TEXT BLOCK |
By:  Rajat Ghosh, Staff Data Scientist, Arijit Hawlader, Sr. Product Manager, Charan Shampur, Staff Engineer, Kashi MN, Staff Engineer, Jinan Zhou, Member of Technical Staff 3, Nitin Mehra, Director - SaaS Engineering, Pramod Vadiraj, Senior Manager - SaaS Engineering, Manoj Thirutheri, Vice President - SaaS Engineering, and Debojyoti Dutta, VP, Engineering
 

Abstract

At Nutanix we are validating the effectiveness of Retrieval Augmented Generation (RAG) for potential use within the internal Slack® OneNutanix workspace, functions as a Question-Answering bot designed for customer support purposes and has successfully concluded its proof-of-concept phase. The underlying architecture employs the RAG pipeline, with Milvus serving as the vector database and a fine-tuned LLaMA-2-13b for Language Model Matching (LLM).

This document presents a comprehensive overview of the experimental development of the RAG pipeline. Following established norms of AI/ML product development, the process has unfolded iteratively over an eleven-week period, involving experimentation with diverse modeling techniques and parameters. Evaluation criteria encompassed accuracy, precision, recall, and the system's proficiency in rejecting the harmful content generation.

Introduction

Customer support is an integral aspect ingrained in our organizational ethos, and the Nutanix Support ecosystem empowers us to deliver top-tier services to our clientele. The advent of Generative AI tools presents an auspicious opportunity to revolutionize our support delivery methodology. This transformation encompasses enhancements in both self-service capabilities and Systems Reliability Engineering (SRE) productivity, thereby fostering a positive impact on our Net Promoter Score (NPS) and support cost dynamics.

ENTRIES PROVIDED |

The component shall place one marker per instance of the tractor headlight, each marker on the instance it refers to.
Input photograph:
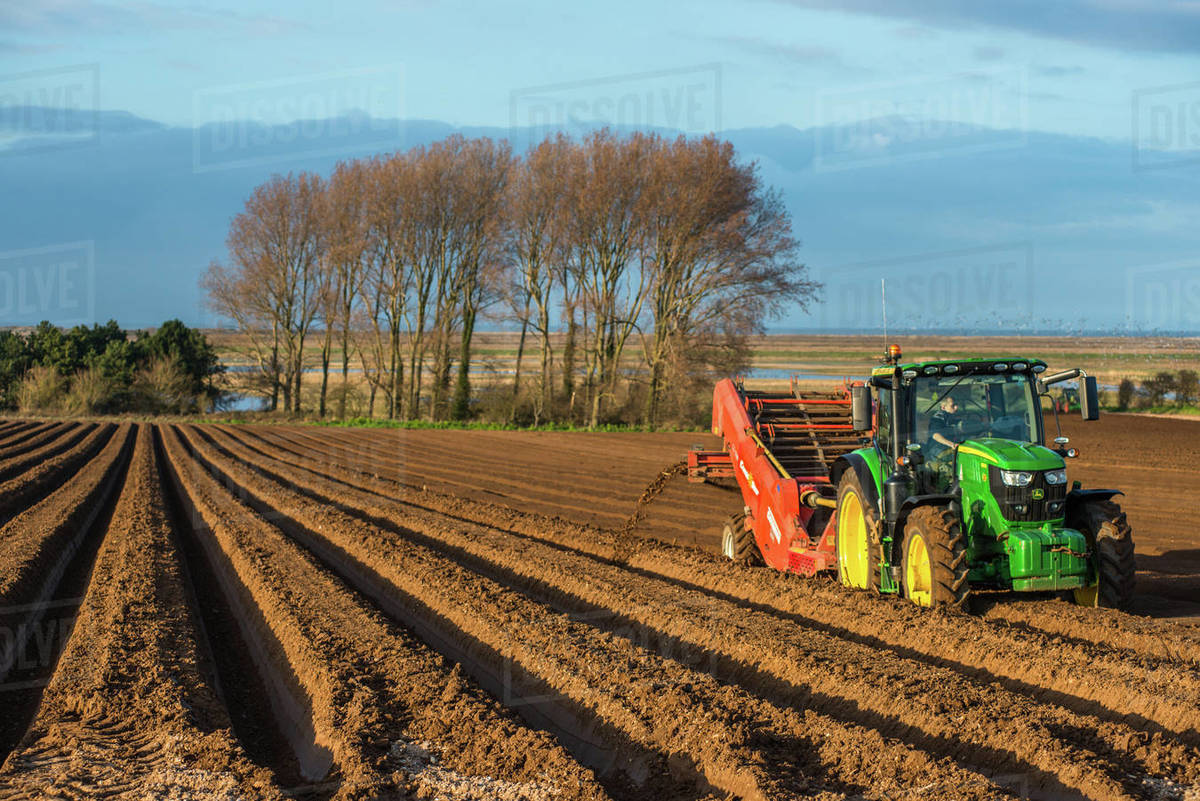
(1017, 477)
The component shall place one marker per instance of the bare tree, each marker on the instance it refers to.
(607, 234)
(231, 294)
(481, 180)
(535, 239)
(274, 245)
(342, 269)
(719, 252)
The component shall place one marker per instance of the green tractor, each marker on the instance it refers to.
(955, 489)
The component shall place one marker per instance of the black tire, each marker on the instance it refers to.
(941, 530)
(1110, 541)
(738, 543)
(850, 482)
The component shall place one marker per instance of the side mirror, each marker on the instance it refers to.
(861, 408)
(1089, 398)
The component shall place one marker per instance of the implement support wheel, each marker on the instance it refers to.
(857, 555)
(738, 543)
(934, 559)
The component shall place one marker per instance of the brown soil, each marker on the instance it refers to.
(330, 613)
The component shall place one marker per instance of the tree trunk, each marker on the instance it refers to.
(516, 371)
(461, 409)
(327, 348)
(346, 373)
(569, 357)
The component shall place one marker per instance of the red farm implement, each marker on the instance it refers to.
(779, 446)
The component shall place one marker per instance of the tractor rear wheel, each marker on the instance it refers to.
(934, 559)
(1110, 540)
(738, 543)
(858, 556)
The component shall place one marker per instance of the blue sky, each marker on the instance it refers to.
(1080, 60)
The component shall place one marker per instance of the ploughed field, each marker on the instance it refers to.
(269, 612)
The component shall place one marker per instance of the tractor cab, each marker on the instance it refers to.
(942, 407)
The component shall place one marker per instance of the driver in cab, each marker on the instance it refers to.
(943, 427)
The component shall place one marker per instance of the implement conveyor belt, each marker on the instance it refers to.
(805, 432)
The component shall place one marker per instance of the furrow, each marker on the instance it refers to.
(1087, 678)
(1011, 723)
(41, 449)
(33, 486)
(127, 708)
(583, 660)
(360, 687)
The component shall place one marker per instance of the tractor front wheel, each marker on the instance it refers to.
(738, 543)
(1110, 540)
(858, 565)
(934, 559)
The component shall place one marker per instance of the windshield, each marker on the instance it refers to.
(957, 408)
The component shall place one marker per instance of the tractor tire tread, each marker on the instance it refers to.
(1109, 533)
(947, 552)
(875, 584)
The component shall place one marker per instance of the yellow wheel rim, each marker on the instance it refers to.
(1087, 596)
(852, 542)
(917, 573)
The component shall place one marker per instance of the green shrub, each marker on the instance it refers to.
(41, 390)
(163, 387)
(91, 392)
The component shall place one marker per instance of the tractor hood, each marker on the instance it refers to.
(1011, 455)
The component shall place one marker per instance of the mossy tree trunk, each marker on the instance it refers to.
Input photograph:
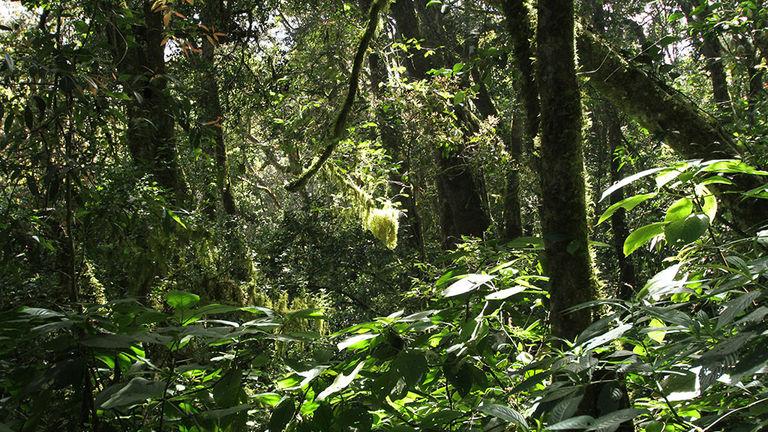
(669, 115)
(211, 115)
(394, 143)
(150, 134)
(709, 46)
(564, 210)
(462, 212)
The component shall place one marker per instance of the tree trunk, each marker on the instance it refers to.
(511, 134)
(518, 22)
(150, 133)
(461, 208)
(669, 115)
(627, 274)
(564, 210)
(393, 141)
(710, 48)
(211, 115)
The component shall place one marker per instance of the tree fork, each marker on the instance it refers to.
(340, 124)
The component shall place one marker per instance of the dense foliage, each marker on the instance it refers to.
(410, 215)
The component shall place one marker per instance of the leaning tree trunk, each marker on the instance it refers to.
(668, 114)
(150, 134)
(627, 274)
(511, 134)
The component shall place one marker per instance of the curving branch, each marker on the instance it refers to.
(340, 124)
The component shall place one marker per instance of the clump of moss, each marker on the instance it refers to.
(383, 223)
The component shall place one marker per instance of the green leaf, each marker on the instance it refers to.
(657, 335)
(506, 293)
(580, 422)
(341, 382)
(181, 299)
(266, 399)
(662, 283)
(680, 209)
(505, 413)
(282, 415)
(621, 183)
(357, 341)
(310, 313)
(136, 391)
(615, 418)
(641, 236)
(466, 284)
(626, 204)
(686, 231)
(676, 16)
(226, 392)
(608, 336)
(411, 365)
(734, 166)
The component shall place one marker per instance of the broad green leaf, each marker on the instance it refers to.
(466, 284)
(311, 313)
(226, 392)
(626, 204)
(136, 391)
(282, 415)
(357, 341)
(641, 236)
(657, 335)
(709, 201)
(686, 231)
(662, 283)
(733, 167)
(341, 382)
(679, 210)
(181, 299)
(580, 422)
(505, 413)
(411, 365)
(506, 293)
(621, 183)
(615, 418)
(266, 399)
(608, 336)
(41, 313)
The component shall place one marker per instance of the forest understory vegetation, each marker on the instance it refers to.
(383, 215)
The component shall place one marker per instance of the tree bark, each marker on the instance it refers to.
(461, 208)
(669, 115)
(564, 210)
(619, 229)
(393, 141)
(150, 134)
(710, 48)
(211, 115)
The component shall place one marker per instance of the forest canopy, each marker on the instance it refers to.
(383, 215)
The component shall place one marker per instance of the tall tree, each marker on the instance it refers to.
(211, 113)
(139, 52)
(564, 210)
(708, 44)
(461, 208)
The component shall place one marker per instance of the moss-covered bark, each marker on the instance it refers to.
(394, 143)
(150, 134)
(667, 114)
(564, 211)
(212, 116)
(462, 212)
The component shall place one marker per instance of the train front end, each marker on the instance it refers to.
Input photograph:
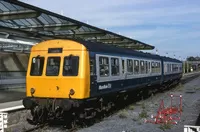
(57, 79)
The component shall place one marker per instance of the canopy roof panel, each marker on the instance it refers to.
(19, 18)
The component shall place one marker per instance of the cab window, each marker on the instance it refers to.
(37, 66)
(70, 66)
(53, 66)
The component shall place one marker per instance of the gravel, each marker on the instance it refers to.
(131, 118)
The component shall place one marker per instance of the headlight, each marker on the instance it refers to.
(32, 90)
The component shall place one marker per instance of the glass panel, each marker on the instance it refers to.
(55, 19)
(9, 6)
(37, 66)
(115, 66)
(42, 20)
(3, 8)
(130, 66)
(152, 67)
(48, 19)
(71, 65)
(18, 7)
(142, 67)
(136, 67)
(53, 66)
(104, 66)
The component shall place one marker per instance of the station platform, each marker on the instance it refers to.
(12, 99)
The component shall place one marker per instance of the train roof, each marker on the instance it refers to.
(170, 59)
(100, 47)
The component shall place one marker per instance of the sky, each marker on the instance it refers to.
(172, 26)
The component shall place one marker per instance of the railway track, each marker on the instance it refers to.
(87, 123)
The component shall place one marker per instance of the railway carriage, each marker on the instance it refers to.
(65, 76)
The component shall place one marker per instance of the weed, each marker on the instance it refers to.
(123, 114)
(165, 126)
(131, 107)
(143, 114)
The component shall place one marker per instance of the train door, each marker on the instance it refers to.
(124, 73)
(93, 75)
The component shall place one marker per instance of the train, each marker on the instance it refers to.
(73, 78)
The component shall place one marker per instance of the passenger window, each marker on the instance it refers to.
(156, 67)
(104, 66)
(142, 67)
(37, 66)
(159, 68)
(130, 66)
(136, 67)
(115, 66)
(53, 66)
(146, 67)
(149, 67)
(70, 66)
(152, 67)
(91, 66)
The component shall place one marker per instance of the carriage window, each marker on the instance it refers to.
(136, 67)
(115, 66)
(153, 67)
(130, 66)
(159, 68)
(53, 66)
(91, 66)
(156, 67)
(37, 66)
(168, 68)
(70, 66)
(123, 66)
(104, 66)
(146, 67)
(142, 67)
(149, 67)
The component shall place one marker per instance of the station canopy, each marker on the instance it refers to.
(23, 25)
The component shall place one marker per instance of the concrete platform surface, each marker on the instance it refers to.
(12, 95)
(12, 98)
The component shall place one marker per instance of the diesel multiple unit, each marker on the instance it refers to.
(66, 77)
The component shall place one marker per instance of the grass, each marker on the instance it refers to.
(123, 114)
(131, 107)
(165, 126)
(143, 114)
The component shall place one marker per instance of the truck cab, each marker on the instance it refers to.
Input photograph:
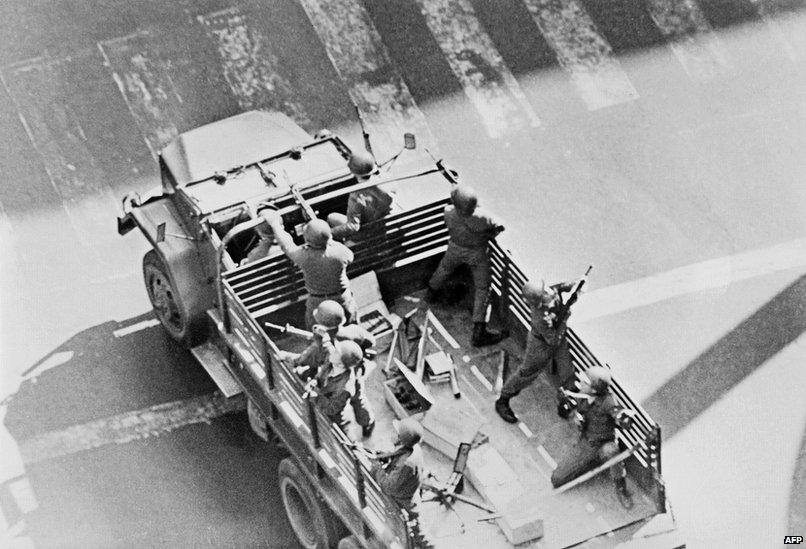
(490, 481)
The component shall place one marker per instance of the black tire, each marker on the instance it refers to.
(313, 522)
(181, 324)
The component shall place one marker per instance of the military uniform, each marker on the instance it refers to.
(261, 250)
(317, 355)
(597, 442)
(325, 273)
(469, 238)
(401, 476)
(545, 343)
(334, 393)
(363, 207)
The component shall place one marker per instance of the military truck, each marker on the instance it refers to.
(238, 320)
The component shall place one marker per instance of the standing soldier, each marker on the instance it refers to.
(363, 206)
(470, 230)
(329, 318)
(544, 344)
(323, 263)
(335, 381)
(597, 443)
(400, 472)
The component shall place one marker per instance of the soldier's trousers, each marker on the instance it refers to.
(479, 263)
(584, 456)
(346, 300)
(539, 356)
(361, 407)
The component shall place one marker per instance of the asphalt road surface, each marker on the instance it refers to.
(659, 140)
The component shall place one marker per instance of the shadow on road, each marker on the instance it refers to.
(726, 363)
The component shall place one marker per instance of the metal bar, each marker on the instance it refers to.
(314, 426)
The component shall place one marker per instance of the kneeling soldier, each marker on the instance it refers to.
(399, 472)
(597, 443)
(329, 317)
(335, 382)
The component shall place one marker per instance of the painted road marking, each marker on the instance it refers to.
(474, 60)
(692, 39)
(127, 427)
(546, 456)
(357, 52)
(144, 79)
(142, 325)
(768, 10)
(483, 380)
(40, 90)
(250, 67)
(23, 495)
(329, 463)
(707, 275)
(582, 52)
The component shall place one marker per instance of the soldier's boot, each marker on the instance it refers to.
(503, 409)
(623, 493)
(434, 296)
(481, 337)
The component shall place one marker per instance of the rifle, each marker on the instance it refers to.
(289, 329)
(565, 308)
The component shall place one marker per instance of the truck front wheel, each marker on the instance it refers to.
(167, 306)
(313, 522)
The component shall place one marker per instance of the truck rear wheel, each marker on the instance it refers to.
(164, 297)
(313, 522)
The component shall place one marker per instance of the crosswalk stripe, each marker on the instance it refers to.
(768, 10)
(127, 427)
(146, 85)
(250, 67)
(471, 54)
(357, 52)
(37, 88)
(710, 274)
(690, 36)
(583, 52)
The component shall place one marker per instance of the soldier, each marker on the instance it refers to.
(470, 230)
(363, 206)
(329, 316)
(323, 264)
(400, 472)
(597, 443)
(335, 382)
(545, 344)
(263, 246)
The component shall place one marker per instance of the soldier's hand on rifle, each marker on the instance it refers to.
(320, 332)
(272, 218)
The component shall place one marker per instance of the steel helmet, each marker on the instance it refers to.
(409, 431)
(317, 233)
(329, 314)
(350, 353)
(464, 198)
(599, 378)
(361, 163)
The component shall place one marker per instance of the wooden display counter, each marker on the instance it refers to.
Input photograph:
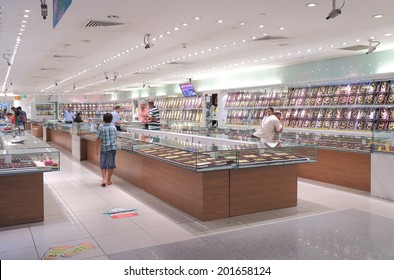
(208, 195)
(21, 202)
(348, 169)
(61, 138)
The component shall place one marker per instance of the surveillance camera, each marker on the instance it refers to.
(334, 13)
(44, 11)
(371, 49)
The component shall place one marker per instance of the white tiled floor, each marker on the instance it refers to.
(75, 203)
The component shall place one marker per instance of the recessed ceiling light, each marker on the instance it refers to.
(311, 5)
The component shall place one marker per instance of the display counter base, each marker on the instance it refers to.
(347, 169)
(208, 195)
(22, 199)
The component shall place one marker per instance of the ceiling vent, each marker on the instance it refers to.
(49, 69)
(269, 38)
(101, 23)
(355, 48)
(63, 56)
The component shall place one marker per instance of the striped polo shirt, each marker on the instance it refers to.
(154, 124)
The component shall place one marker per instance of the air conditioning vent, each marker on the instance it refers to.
(49, 69)
(355, 48)
(101, 23)
(269, 38)
(63, 56)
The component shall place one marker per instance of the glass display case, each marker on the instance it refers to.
(22, 153)
(383, 142)
(191, 156)
(198, 157)
(358, 143)
(46, 110)
(283, 153)
(57, 125)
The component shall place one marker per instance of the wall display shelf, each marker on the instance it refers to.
(353, 107)
(88, 110)
(181, 112)
(383, 142)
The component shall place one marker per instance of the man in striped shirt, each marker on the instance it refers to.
(106, 143)
(153, 116)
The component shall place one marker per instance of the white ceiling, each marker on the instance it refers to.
(46, 55)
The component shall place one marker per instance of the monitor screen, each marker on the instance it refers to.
(188, 90)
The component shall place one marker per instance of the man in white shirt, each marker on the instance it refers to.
(116, 119)
(269, 126)
(68, 115)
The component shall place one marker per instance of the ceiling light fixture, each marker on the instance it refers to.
(372, 48)
(335, 12)
(311, 5)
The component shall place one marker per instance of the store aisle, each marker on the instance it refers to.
(75, 203)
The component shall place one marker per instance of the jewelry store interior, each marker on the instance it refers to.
(202, 186)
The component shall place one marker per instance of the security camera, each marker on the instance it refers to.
(335, 12)
(44, 11)
(372, 48)
(147, 42)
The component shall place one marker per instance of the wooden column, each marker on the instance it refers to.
(22, 199)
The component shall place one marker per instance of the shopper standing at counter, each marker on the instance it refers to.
(68, 115)
(144, 114)
(116, 119)
(106, 143)
(269, 126)
(153, 116)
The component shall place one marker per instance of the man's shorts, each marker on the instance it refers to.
(107, 159)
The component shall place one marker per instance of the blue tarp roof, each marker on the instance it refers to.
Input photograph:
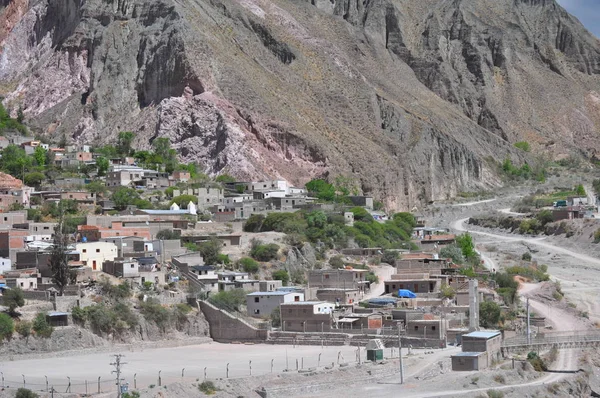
(406, 293)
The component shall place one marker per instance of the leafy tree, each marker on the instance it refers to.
(40, 156)
(14, 161)
(41, 327)
(390, 256)
(7, 327)
(281, 275)
(249, 265)
(102, 165)
(96, 187)
(321, 189)
(13, 298)
(125, 196)
(124, 143)
(58, 260)
(24, 329)
(183, 200)
(34, 179)
(489, 314)
(225, 178)
(210, 250)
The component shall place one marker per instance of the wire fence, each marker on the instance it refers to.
(137, 376)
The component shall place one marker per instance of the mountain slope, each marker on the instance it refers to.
(414, 99)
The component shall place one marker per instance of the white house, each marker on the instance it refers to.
(93, 254)
(262, 304)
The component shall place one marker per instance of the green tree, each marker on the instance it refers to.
(7, 327)
(102, 165)
(249, 265)
(24, 329)
(124, 143)
(321, 189)
(34, 179)
(40, 156)
(41, 327)
(125, 196)
(489, 314)
(96, 187)
(281, 275)
(14, 161)
(13, 298)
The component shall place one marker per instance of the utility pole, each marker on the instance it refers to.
(117, 364)
(400, 355)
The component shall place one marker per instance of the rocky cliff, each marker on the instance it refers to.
(414, 99)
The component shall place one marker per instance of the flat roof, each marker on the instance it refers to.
(483, 335)
(468, 354)
(277, 293)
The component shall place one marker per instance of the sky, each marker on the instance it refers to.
(587, 11)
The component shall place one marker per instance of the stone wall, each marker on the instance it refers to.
(226, 328)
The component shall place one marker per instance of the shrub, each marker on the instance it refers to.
(25, 393)
(263, 252)
(41, 327)
(24, 329)
(281, 275)
(249, 265)
(7, 327)
(336, 262)
(207, 387)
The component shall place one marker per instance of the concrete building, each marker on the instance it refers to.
(480, 350)
(307, 316)
(262, 304)
(94, 254)
(337, 278)
(339, 296)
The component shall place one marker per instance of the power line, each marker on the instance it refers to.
(117, 364)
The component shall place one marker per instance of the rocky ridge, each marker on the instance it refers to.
(416, 100)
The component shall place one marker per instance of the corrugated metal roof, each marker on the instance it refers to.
(483, 335)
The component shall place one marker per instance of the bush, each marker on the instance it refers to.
(281, 275)
(263, 252)
(24, 329)
(207, 387)
(249, 265)
(13, 298)
(7, 327)
(41, 327)
(25, 393)
(336, 262)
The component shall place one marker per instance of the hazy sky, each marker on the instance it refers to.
(587, 11)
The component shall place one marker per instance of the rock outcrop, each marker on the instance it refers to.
(416, 100)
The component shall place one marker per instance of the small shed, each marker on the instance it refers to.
(375, 350)
(57, 318)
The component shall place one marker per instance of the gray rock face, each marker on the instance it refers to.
(415, 100)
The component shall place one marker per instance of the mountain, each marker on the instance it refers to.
(415, 100)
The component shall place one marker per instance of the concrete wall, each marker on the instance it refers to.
(225, 328)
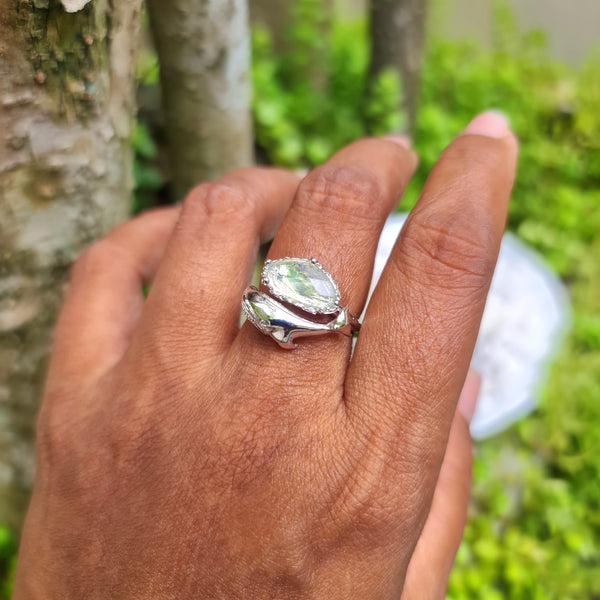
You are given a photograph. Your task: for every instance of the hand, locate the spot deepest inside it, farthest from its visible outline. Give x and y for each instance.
(180, 456)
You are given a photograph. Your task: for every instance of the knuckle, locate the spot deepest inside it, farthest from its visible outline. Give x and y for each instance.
(220, 199)
(461, 254)
(351, 191)
(484, 154)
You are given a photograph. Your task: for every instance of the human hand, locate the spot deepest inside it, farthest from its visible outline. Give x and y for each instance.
(180, 456)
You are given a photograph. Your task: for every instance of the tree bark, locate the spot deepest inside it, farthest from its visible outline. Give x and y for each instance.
(204, 54)
(398, 40)
(66, 107)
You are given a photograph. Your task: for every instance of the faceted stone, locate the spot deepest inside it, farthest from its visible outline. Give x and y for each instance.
(303, 283)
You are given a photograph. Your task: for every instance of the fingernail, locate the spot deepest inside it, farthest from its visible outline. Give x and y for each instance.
(400, 139)
(491, 123)
(468, 397)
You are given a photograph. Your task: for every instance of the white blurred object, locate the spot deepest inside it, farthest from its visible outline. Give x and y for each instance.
(527, 312)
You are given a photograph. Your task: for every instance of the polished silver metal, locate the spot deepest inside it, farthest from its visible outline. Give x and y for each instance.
(298, 291)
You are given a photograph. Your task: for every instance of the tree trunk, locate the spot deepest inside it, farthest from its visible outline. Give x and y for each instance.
(66, 107)
(398, 39)
(204, 54)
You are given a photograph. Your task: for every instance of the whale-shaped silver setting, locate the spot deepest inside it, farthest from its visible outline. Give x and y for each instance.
(276, 320)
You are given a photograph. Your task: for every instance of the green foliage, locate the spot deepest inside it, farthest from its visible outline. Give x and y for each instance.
(8, 548)
(534, 527)
(147, 177)
(313, 97)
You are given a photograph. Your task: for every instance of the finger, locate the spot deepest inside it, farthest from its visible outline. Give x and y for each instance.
(104, 296)
(194, 306)
(337, 217)
(432, 560)
(419, 331)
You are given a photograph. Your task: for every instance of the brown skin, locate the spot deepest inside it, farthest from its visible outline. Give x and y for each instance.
(182, 457)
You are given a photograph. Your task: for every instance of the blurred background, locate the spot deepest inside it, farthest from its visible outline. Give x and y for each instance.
(91, 136)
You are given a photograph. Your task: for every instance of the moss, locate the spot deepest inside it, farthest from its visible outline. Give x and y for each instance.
(67, 52)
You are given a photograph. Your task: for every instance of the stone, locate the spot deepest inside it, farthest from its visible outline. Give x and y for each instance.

CHECK YOUR UNDERSTANDING |
a: Print the stretch of the Nutanix RAG article from "Introduction" through "support cost dynamics.".
b: Proceed with the Nutanix RAG article, picking up right after its last sentence.

TASK RESPONSES |
a:
Introduction

Customer support is an integral aspect ingrained in our organizational ethos, and the Nutanix Support ecosystem empowers us to deliver top-tier services to our clientele. The advent of Generative AI tools presents an auspicious opportunity to revolutionize our support delivery methodology. This transformation encompasses enhancements in both self-service capabilities and Systems Reliability Engineering (SRE) productivity, thereby fostering a positive impact on our Net Promoter Score (NPS) and support cost dynamics.

b:
A fundamental technical challenge lies in the current initial reliance on a page-rank algorithm for search functionality at Nutanix. This approach poses difficulties for service reliability engineers and customers in obtaining highly contextual answers essential for issue resolution. We posit that this challenge can be effectively addressed through the implementation of a Language Model (LLM)-based question-answering interface. This interface, anchored in a foundational model like LLaMA-2 and fine-tuned using specific Nutanix data, aims to provide nuanced, contextually rich, and precise responses to user queries, thereby enhancing the overall support experience.

Figure 1: Technical Architecture of RAG

As depicted in Figure 1, the technical architecture of RAG delineates the information flow, which can be elucidated through the following sequential steps:

 

  1. User Query Submission: A user initiates the process by submitting a query to the system.
  2. Inference Server Processing: The inference server undertakes the processing of the user query and subsequently transmits it to the designated database.
  3. Document Retrieval: The database retrieves pertinent documents based on the processed query and forwards them back to the inference server.
  4. Query-Document Fusion: The inference server integrates the original user query with the retrieved documents, forming a composite input.
  5. Language Model Processing: The composite input is then conveyed to the Language Model (LLM), which generates a response based on the integrated information.The LLM-generated response is transmitted back to the inference server.
  6. User Response Delivery: The inference server delivers the finalized response to the user, thereby completing the information flow cycle.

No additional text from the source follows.